**WHAT TO DO**
[A] Can you reproduce the stretch of the wheat thesis abstract from "Although some wheat" through "analysis of the wheat samples.", word for word?
[B] Does the wheat thesis abstract support each statement below? Answer yes or no for each and quote the words that decide it.
(i) Each cage held two birds.
(ii) AMEn differed significantly between the 6 varieties.
(iii) The wheat samples came from the 1996 harvest.
[C] Answer these questions from the wheat thesis abstract:
(i) Where did the crop growth trial take place?
(ii) At what level was each wheat sample included in the broiler food?
(iii) From what age to what age were the broiler chickens fed each diet?

**SOURCE EXTRACT**
-- Opening Marker --
Collier, Justin (1997). WHEAT VARIETIES AND THE ENERGY RETENTION OF BROILER CHICKENS. BPhil thesis The Open University.

DOI: https://doi.org/10.21954/ou.ro.0000f602


There are differences in the productive performance of growing chickens fed different wheat samples, but these are not correlated with the determined metabolisable energies of the wheat samples. It is possible that metabolisable energy does not adequately describe the net energy of different wheat samples. The objectives of this experiment were to determine whether there are differences in the energy retention of broiler chickens fed 6 different wheat varieties grown in three field blocks and to assess whether these differences are correlated to differences in productive performance.

A crop growth trial at Harper Adams College produced samples of 6 different UK wheat varieties (Dean, Brigadier, Beaver, Rialto, Riband and Haven) each from three different positional blocks in the 1994 harvest. Each of the 18 wheat samples was included at 650 g/kg in a pelleted broiler food that had a calculated composition of 225 g/kg crude protein and 12.5 MJ/kg of metabolisable energy. Each diet was fed to 4 cages of broiler chickens from 7 to 21 days of age. Each cage had a floor area of 0.1 m2 and contained two birds. Metabolisable energy was determined by collecting all excreta produced during the 4 days of the feeding period and energy retention was determined by gross energy analysis of carcases.

The 18 wheat samples had similar chemical compositions with ranges of 867 to 876 g dry matter/kg, 114 to 160 g crude protein/kg dry matter, 18.3 to 19.1 MJ of gross energy/kg dry matter and specific weights of 75.9 to 78.7 kg/hl. There were no differences (P>0.05) in any of the measured variables of broiler growth or energy availability between the wheat samples grown in the three different field blocks. There were no (P>0.05) differences in AMEn between the 6 varieties, yet differences in energy retention (P<0.01) were significantly (P<0.01) correlated to the differences in food conversion ratio (P<0.05) and weight gain (P<0.05).

Although some wheat samples do vary in their ME, there are few differences in ME between Autumn sown wheat varieties produced in the UK. This experiment also showed no difference in ME between the wheat samples but that wheat variety affected the energy retention of the broilers per MJ of ME intake. The experiment indicates that there were differences in the net energy of 6 UK wheat varieties that were correlated to differences in the productive performance of broilers, but these nutritional differences were not detected by metabolisable energy determinations, digesta viscosity or determined chemical analysis of the wheat samples.
-- Closing Marker --
**SUPPLIED ENTRIES**
-- Opening Marker --
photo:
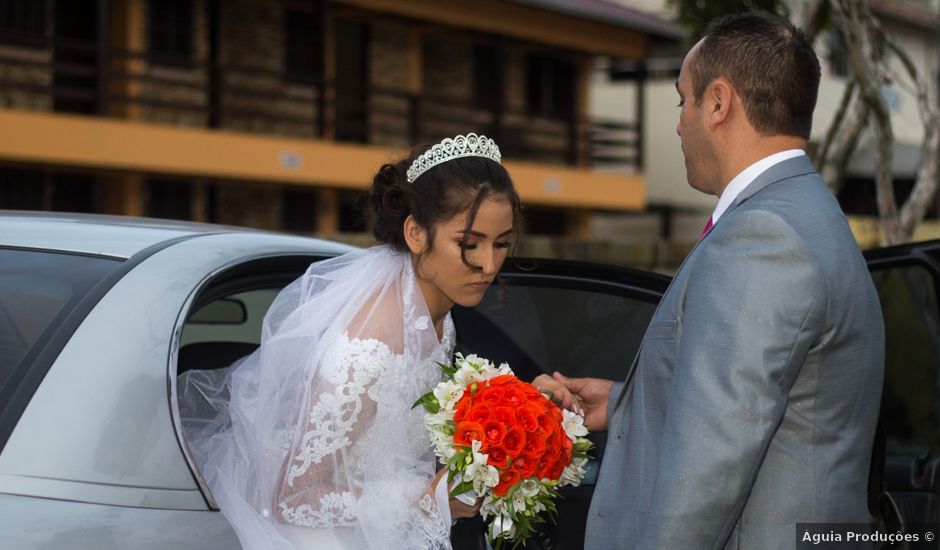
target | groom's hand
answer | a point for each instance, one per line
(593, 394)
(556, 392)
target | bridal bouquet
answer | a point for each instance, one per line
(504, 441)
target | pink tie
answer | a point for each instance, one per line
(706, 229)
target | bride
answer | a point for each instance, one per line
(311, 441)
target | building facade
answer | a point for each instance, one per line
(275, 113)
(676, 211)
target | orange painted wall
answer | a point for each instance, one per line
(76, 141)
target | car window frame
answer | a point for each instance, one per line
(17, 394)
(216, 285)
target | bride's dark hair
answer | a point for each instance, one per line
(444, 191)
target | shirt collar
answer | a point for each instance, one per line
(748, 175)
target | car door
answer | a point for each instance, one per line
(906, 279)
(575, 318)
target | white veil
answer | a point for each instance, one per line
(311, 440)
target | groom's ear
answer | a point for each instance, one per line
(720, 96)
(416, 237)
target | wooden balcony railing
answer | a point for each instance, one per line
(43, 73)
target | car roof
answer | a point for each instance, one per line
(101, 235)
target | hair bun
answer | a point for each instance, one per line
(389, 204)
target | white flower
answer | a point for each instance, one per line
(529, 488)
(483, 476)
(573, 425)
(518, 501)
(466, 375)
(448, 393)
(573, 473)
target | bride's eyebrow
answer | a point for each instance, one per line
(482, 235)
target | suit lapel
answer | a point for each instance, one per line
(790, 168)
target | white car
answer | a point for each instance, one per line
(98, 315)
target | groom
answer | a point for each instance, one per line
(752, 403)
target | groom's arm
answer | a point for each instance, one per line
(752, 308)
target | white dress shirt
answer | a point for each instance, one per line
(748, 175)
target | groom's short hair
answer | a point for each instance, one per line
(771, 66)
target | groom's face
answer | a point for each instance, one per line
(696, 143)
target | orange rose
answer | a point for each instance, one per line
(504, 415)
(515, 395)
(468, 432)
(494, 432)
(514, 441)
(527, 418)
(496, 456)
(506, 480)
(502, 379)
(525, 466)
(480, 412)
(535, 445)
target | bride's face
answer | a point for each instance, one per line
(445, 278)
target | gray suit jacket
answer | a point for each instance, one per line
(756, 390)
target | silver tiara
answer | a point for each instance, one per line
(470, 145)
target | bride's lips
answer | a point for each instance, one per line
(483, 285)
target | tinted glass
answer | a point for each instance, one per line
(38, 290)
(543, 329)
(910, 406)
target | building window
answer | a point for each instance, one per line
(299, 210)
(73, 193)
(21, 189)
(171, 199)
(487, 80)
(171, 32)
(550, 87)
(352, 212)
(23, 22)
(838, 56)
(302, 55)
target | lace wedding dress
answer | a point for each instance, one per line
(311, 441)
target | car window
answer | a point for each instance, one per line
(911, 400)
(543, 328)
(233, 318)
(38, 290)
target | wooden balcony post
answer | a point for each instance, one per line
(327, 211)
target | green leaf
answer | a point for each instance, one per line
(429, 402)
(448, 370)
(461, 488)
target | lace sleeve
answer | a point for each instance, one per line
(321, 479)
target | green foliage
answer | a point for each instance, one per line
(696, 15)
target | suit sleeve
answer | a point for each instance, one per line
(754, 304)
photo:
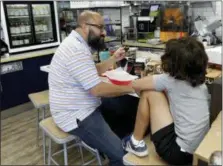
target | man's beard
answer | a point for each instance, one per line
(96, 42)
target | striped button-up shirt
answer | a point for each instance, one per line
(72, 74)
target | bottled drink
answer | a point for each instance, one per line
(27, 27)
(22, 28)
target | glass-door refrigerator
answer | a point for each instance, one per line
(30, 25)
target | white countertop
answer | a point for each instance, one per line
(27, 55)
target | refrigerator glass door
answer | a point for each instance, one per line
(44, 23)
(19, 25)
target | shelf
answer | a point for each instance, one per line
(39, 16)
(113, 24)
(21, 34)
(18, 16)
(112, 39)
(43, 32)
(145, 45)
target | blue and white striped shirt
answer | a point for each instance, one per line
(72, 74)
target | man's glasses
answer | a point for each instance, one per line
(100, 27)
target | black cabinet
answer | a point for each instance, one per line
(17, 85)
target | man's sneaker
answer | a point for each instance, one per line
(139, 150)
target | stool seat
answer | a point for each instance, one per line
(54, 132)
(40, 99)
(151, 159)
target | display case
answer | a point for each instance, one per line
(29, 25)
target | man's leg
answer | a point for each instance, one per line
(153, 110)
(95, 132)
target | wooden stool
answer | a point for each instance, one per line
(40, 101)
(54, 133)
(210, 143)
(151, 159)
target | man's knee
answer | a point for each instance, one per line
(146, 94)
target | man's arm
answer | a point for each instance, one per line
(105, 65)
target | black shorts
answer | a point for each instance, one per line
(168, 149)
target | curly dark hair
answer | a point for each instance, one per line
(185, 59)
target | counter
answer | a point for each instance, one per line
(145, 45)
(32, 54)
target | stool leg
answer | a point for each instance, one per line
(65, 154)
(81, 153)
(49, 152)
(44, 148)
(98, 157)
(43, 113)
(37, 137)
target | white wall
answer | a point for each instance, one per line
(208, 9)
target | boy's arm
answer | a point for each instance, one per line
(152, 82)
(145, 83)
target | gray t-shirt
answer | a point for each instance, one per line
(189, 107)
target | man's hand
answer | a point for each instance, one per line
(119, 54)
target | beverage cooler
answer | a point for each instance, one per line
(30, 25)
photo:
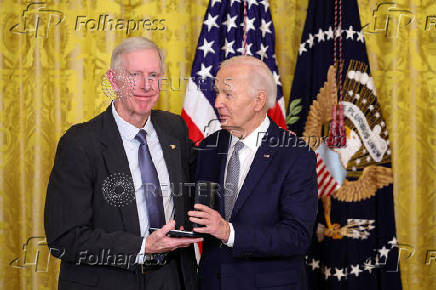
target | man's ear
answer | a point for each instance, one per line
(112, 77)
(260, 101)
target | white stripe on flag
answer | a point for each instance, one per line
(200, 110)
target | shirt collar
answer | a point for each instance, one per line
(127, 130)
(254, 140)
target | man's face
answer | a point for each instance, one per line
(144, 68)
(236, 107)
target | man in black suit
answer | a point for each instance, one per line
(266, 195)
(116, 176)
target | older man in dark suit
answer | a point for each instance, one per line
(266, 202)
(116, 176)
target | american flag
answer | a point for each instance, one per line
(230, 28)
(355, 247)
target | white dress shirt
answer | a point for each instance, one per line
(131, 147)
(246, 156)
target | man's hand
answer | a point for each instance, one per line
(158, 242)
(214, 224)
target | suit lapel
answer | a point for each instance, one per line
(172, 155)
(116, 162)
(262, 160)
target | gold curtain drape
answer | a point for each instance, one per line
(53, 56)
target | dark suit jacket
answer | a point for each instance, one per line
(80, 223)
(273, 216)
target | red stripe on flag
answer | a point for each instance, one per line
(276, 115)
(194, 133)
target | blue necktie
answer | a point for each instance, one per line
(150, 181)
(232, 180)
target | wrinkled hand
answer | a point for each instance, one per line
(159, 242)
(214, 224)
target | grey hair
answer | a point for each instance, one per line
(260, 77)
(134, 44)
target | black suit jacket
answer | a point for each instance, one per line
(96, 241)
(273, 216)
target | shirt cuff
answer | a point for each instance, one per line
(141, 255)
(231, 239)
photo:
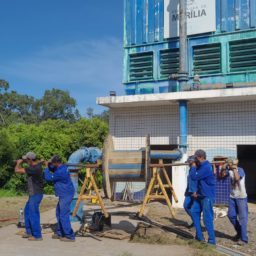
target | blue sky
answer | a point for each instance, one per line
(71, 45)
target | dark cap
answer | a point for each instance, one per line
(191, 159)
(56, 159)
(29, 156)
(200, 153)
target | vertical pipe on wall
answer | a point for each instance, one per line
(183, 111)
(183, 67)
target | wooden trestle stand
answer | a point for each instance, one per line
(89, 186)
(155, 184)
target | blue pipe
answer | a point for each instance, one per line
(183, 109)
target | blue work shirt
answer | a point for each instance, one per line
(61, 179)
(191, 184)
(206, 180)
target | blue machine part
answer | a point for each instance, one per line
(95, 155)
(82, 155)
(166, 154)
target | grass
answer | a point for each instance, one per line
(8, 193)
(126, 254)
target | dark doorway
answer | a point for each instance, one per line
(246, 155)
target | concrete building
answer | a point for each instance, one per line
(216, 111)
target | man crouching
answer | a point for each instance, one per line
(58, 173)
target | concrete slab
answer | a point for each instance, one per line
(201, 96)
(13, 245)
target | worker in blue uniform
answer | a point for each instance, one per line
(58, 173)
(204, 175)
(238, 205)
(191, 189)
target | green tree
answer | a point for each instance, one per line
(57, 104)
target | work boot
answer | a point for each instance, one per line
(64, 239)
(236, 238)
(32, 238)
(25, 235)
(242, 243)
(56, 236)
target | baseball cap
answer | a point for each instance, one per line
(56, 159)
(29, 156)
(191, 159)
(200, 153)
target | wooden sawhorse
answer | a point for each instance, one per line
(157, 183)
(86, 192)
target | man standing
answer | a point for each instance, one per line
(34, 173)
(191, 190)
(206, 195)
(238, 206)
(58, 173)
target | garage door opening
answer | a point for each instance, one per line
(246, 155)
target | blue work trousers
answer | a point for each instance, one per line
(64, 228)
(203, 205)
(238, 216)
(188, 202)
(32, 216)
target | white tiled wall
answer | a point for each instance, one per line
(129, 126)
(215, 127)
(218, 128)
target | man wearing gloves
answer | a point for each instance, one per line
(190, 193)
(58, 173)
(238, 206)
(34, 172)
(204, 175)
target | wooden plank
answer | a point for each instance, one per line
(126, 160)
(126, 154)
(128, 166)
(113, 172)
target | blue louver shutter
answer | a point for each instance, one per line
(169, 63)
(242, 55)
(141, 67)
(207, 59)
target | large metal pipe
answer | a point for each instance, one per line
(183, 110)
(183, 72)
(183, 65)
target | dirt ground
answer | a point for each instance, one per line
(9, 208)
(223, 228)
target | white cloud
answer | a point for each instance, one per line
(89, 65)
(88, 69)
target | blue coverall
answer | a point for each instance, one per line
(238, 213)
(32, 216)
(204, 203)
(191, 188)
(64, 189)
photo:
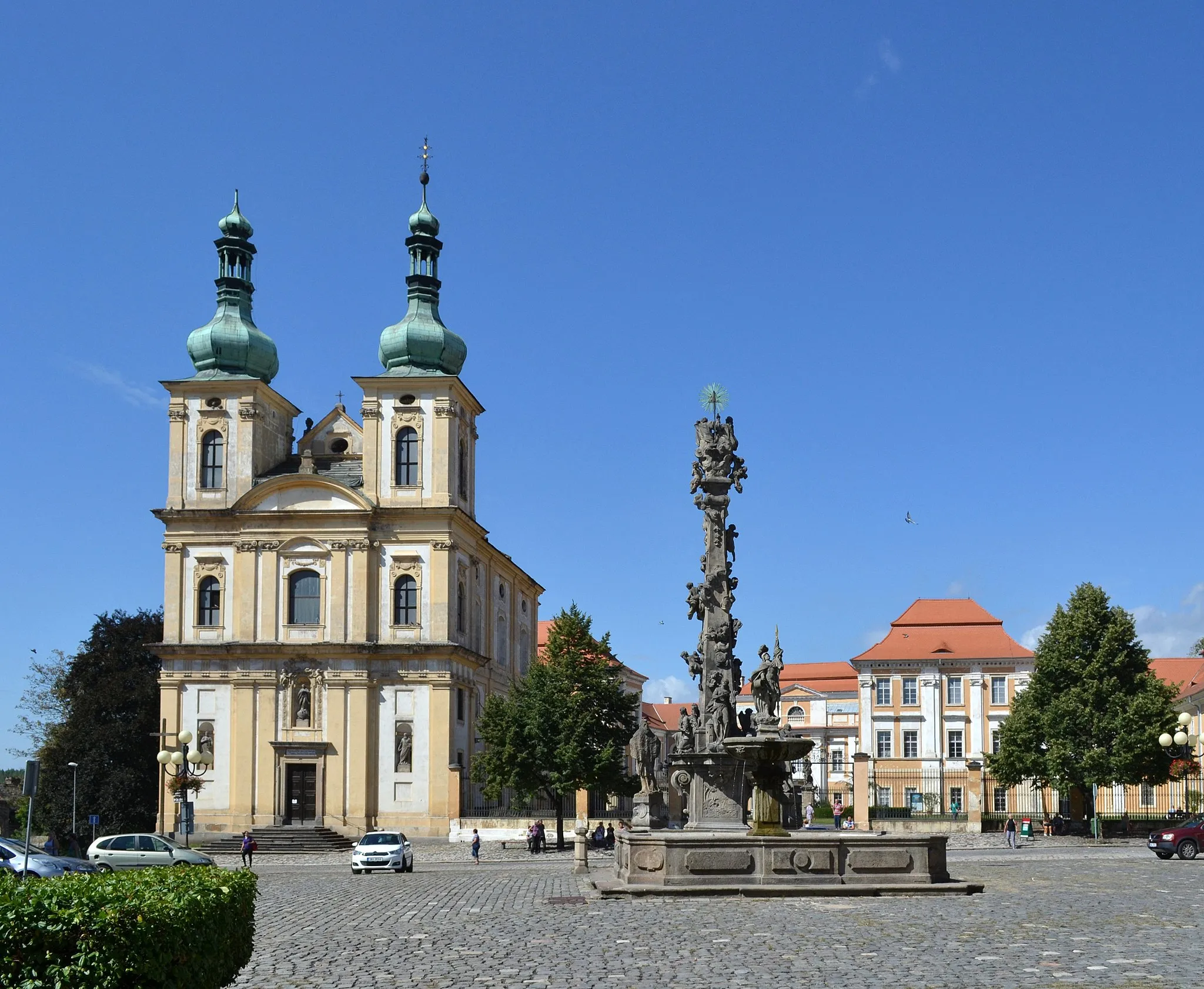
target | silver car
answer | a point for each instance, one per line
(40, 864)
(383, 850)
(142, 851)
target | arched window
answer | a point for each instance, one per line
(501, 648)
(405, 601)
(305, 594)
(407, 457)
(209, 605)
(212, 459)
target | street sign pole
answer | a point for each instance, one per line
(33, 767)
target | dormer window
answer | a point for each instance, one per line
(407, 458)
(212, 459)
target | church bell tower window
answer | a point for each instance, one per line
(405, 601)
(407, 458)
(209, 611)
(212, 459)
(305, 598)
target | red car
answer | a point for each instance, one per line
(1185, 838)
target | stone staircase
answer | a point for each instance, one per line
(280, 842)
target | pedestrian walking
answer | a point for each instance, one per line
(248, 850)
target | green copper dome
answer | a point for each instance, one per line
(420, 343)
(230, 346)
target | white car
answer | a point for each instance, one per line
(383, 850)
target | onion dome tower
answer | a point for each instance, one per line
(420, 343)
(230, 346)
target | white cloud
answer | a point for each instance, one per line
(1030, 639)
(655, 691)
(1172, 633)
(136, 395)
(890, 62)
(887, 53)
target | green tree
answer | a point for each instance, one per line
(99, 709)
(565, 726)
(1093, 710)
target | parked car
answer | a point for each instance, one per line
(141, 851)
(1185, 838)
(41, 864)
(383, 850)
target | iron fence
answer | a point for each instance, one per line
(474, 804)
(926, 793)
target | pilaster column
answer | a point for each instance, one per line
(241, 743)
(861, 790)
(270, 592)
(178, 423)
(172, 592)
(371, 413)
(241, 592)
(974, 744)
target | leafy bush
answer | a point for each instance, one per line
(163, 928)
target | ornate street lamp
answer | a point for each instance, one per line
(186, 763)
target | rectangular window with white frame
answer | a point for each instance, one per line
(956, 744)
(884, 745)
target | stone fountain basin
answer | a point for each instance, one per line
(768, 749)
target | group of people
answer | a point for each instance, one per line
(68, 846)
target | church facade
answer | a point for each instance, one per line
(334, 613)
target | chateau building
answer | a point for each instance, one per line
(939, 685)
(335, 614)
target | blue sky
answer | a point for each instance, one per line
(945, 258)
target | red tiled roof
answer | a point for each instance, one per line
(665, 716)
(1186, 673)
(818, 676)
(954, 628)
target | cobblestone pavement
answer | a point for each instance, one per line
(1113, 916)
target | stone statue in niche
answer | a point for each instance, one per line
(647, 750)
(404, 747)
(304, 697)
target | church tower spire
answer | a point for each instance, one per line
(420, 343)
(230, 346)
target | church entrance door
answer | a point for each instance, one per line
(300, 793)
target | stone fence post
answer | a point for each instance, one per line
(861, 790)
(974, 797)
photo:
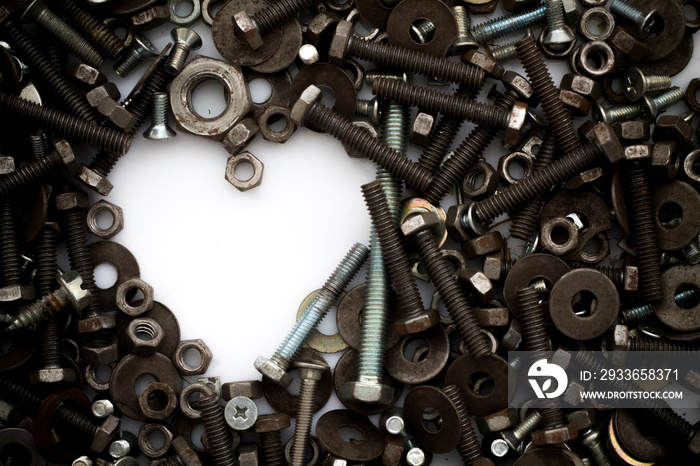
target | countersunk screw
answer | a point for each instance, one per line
-- Closing Marker --
**TASK-BY-TASK OUTPUTS**
[A]
Although some wheat samples do vary in their ME, there are few differences in ME between Autumn sown wheat varieties produced in the UK. This experiment also showed no difference in ME between the wheat samples but that wheat variety affected the energy retention of the broilers per MJ of ME intake. The experiment indicates that there were differences in the net energy of 6 UK wheat varieties that were correlated to differences in the productive performance of broilers, but these nutritional differences were not detected by metabolisable energy determinations, digesta viscosity or determined chemical analysis of the wheat samples.

[B]
(i) Yes: "Each cage had a floor area of 0.1 m2 and contained two birds."
(ii) No: "There were no (P>0.05) differences in AMEn between the 6 varieties"
(iii) No: "each from three different positional blocks in the 1994 harvest"

[C]
(i) Harper Adams College
(ii) 650 g/kg
(iii) From 7 to 21 days of age